#### [TRECHO FORNECIDO]
# # # #
A verdade é a relação de um juízo com algo externo a ele que é sua razão
suficiente.226 (SW, III, 133; PRS, §33)
O princípio
de razão suficiente do conhecimento é um juízo de verdade metalógica não porque
ele expressa um modo peculiar de se combinar conceitos, como os demais, mas
porque é o princípio supremo de toda explicação: condição de possibilidade da
atribuição de verdade a juízos. Trata-se de um princípio auto-evidente, pois
ele mesmo impõe as condições para que um juízo possa ser verdadeiro; ao
exigirmos uma razão para sua verdade, já supomos que ele seja verdadeiro. (SW,
III, 37-8)
Assim,
apesar de Schopenhauer manifestar críticas ao modo como Kant teria disposto os
títulos da Tábua do Juízo e, ao fazer isso, esboçar uma espécie de
reformulação da tábua, o sistema de Schopenhauer não contará com um substituo
direto da tábua de Kant, que expresse as diferentes formas do juízo. Teremos,
porém, algo análogo: essa lista de “verdades metalógicas” que consiste em leis
do pensamento, inerentes à razão ela mesma e que se relacionam com os
diferentes modos de se combinar conceitos, exceto pelo quarta lei que é a
exigência de um terceiro elemento para a determinação da verdade de juízos.
A possibilidade de combinar as esferas dos conceitos de acordo com essas leis
do pensamento substitui a tábua lógica do juízo de Kant, e dá conta das
diferentes formas de julgar inerentes à faculdade discursiva, que diferencia os
homens dos animais. Deste modo, não encontramos uma nova Tábua do Juízo porque
Schopenhauer não procura demonstrar a validade objetiva dos princípios
da experiência através das regras do julgar. como fez Kant, que estabelece a Tábua
das Categorias a partir da Tábua do Juízo para depois
mostrar que é através desses conceitos puros do entendimento que a experiência
é possível. (Cf. §19 da CRP)
Portanto,
muitas das noções que Kant derivou da forma do juízo precisam de outra origem,
como é o caso de substância e acidente, que serão derivadas da categoria intuitiva da
causalidade e que, como em Kant, serão noções muito ligadas à noção de matéria.
# # # #
Alguns registros
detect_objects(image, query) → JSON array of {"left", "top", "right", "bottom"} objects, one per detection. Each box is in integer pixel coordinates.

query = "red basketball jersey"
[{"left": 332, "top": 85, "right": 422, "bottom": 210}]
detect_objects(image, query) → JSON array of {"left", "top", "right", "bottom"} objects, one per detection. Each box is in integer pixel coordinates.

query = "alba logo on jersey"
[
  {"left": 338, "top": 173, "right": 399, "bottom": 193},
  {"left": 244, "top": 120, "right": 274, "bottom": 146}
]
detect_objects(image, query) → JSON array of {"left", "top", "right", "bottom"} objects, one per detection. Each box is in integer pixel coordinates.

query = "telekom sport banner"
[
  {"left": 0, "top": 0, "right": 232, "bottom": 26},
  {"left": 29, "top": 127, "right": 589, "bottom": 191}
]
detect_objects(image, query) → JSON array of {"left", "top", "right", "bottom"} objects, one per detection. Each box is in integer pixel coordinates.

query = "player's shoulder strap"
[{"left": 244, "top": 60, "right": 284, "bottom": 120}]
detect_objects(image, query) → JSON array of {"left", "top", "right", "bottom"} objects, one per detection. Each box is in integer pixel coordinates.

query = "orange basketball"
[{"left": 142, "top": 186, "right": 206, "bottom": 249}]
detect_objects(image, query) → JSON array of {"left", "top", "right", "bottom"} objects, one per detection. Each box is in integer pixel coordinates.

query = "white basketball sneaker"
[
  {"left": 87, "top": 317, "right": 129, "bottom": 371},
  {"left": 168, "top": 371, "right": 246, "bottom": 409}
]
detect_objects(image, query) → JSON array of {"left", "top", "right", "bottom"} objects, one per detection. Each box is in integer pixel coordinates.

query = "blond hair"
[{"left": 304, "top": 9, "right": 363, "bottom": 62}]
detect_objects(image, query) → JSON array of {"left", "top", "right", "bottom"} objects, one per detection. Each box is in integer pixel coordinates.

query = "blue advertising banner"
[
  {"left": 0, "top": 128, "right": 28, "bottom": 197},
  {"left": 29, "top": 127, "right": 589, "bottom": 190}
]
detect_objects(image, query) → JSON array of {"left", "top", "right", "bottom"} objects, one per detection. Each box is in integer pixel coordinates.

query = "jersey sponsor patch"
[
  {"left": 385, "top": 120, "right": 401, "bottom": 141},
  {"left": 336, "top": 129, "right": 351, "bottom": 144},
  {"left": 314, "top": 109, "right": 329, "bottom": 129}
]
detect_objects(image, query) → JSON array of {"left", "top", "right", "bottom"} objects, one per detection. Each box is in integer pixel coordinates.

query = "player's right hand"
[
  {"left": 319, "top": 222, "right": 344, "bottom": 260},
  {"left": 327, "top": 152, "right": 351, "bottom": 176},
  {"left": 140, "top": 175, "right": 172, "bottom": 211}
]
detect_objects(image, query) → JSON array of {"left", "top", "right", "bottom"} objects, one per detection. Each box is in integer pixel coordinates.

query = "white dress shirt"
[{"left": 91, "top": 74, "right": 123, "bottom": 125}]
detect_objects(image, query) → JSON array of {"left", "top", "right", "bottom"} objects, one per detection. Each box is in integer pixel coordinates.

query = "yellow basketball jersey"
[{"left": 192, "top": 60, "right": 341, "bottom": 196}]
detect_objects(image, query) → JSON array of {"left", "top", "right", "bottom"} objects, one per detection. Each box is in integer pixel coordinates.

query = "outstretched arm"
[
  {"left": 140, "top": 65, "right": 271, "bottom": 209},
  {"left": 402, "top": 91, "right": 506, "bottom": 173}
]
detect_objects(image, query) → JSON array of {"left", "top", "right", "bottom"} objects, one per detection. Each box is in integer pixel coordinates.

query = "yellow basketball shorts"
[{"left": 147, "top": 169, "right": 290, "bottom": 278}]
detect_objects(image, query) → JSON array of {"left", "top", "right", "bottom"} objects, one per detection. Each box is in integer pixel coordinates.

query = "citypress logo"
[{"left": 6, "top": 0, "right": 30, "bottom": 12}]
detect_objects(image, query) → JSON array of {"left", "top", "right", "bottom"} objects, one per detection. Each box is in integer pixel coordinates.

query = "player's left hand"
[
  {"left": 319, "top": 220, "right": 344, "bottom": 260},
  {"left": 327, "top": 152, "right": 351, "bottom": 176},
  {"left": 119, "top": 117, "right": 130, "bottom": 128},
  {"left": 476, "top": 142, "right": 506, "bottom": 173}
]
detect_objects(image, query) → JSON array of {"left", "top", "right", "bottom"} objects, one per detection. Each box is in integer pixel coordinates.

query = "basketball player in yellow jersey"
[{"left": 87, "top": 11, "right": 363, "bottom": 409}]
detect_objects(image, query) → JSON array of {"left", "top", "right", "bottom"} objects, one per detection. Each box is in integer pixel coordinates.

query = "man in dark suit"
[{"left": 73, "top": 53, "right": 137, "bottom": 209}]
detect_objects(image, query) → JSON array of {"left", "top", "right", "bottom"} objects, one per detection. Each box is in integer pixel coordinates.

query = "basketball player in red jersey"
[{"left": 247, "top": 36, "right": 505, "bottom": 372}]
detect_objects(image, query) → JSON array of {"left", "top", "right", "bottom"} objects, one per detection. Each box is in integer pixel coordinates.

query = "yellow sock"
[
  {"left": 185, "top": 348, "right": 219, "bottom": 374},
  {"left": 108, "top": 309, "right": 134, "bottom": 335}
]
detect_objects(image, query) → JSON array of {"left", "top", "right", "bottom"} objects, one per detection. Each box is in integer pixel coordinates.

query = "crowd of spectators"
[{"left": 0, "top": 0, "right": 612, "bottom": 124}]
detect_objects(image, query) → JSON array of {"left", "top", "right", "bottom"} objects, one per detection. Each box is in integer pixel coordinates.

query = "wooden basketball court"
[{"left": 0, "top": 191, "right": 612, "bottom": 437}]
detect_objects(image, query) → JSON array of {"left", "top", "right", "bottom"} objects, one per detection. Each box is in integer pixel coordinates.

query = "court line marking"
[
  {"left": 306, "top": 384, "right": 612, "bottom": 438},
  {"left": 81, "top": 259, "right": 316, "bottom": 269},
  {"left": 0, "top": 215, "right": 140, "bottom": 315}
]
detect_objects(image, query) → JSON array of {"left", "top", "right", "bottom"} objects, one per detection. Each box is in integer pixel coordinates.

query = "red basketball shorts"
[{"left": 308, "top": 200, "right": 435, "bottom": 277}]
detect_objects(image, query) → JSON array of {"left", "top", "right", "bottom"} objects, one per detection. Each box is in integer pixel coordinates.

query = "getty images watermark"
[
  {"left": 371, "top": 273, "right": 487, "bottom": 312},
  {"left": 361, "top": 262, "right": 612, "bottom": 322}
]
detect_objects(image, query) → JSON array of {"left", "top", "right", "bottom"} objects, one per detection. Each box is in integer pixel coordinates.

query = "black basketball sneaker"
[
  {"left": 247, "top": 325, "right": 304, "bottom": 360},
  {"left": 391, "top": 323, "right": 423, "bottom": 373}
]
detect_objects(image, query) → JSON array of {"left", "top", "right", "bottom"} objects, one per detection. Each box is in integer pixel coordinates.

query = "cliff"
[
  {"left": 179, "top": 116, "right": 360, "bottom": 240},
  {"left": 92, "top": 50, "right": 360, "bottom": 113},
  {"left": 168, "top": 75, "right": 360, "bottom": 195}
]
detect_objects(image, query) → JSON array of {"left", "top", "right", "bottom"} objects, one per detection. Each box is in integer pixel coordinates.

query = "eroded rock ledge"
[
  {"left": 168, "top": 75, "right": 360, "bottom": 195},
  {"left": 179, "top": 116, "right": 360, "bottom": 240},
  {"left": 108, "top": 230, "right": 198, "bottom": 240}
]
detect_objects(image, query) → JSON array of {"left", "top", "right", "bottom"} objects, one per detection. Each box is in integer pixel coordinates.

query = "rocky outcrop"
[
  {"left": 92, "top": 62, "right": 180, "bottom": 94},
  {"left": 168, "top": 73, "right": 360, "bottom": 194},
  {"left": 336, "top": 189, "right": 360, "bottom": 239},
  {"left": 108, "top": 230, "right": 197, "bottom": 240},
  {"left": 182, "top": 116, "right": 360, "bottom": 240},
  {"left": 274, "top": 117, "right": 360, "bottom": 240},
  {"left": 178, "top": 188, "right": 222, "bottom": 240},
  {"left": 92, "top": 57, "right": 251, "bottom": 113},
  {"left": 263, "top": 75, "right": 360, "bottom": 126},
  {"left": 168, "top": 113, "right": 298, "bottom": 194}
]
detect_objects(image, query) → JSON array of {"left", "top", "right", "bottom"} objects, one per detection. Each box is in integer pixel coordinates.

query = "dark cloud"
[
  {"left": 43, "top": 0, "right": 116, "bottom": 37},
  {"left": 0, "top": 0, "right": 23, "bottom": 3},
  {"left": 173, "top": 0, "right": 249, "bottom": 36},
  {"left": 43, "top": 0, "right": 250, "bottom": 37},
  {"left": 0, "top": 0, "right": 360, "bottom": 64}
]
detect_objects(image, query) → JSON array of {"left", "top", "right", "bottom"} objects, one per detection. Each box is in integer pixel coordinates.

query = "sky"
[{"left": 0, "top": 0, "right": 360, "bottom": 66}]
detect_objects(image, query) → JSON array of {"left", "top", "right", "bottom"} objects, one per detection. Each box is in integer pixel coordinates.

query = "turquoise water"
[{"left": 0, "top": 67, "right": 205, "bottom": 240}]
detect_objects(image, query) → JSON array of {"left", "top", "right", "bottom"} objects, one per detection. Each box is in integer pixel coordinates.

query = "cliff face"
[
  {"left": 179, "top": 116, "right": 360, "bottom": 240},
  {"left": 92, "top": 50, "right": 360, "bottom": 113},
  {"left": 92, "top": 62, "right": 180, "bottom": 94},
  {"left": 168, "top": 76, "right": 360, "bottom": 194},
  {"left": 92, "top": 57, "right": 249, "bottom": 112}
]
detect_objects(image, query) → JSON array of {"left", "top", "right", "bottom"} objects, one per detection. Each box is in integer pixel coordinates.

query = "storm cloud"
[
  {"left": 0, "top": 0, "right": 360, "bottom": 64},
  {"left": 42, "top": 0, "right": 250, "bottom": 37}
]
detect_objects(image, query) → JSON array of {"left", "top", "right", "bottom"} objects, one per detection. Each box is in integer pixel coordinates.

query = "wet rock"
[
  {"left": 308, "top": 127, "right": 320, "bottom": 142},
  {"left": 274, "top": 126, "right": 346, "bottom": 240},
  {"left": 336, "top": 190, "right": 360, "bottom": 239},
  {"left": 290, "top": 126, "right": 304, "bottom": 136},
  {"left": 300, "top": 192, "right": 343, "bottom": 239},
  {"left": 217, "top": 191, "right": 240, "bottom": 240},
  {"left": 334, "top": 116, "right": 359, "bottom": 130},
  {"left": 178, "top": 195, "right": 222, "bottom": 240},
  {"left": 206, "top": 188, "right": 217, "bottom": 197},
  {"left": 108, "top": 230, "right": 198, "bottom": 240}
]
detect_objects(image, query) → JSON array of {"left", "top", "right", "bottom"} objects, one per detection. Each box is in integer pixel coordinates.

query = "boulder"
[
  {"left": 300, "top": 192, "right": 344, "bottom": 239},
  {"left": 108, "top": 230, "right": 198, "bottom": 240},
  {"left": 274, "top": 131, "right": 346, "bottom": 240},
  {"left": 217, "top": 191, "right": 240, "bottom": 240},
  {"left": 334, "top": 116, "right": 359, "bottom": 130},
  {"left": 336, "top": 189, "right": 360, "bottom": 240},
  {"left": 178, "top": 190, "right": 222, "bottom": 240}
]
# # # #
#### [TAREFAS E EXERCÍCIOS]
a) Diga se cada afirmação concorda com o trecho sobre Schopenhauer e Kant, respondendo sim ou não e citando literalmente as palavras do trecho que decidem: (i) Schopenhauer apresenta uma nova Tábua do Juízo; (ii) a faculdade discursiva diferencia os homens dos animais; (iii) o princípio de razão suficiente do conhecimento é metalógico por expressar um modo peculiar de se combinar conceitos.
b) Prossiga o trecho sobre Schopenhauer e Kant a partir da última frase apresentada.
Os itens formam um material à parte, sem relação com o trecho.

#### [RESPOSTAS DO EXERCÍCIO]
a)
(i) Não: "não encontramos uma nova Tábua do Juízo".
(ii) Sim: "faculdade discursiva, que diferencia os homens dos animais".
(iii) Não: "não porque ele expressa um modo peculiar de se combinar conceitos, como os demais, mas porque é o princípio supremo de toda explicação".

b)
Deixando o mundo intuitivo em sua autonomia intuitiva, como um reflexo de sua
teoria das faculdades, Schopenhauer apresenta sua Tábua de Predicáveis a
priori (Tafel der praedicabilia a priori) que contém vinte e oito
juízos sintéticos a priori formulados a partir de cada uma das noções inerentes
a toda experiência: tempo, espaço e matéria (correlato pressuposto da
causalidade). No total são oitenta e quatro juízos sintéticos a priori, os
quais são os candidatos a substituir aqueles de que se ocupa a Analítica dos
Princípios. Assim, se não temos uma nova tábua do juízo, nem uma tábua das
categorias, temos uma outra tábua, mais vasta, que difere da kantiana, como já
a qualificamos, quanto à origem em nossas faculdades cognitivas. (SW, II,
66-70)
Agora,
apenas para completarmos nossa exposição da revisão da tábua dos juízos
promovida por Schopenhauer, apresentaremos sucintamente o modo com o qual
Schopenhauer se pronuncia a respeito das formas de juízos agrupadas sob os títulos
da relação e da modalidade.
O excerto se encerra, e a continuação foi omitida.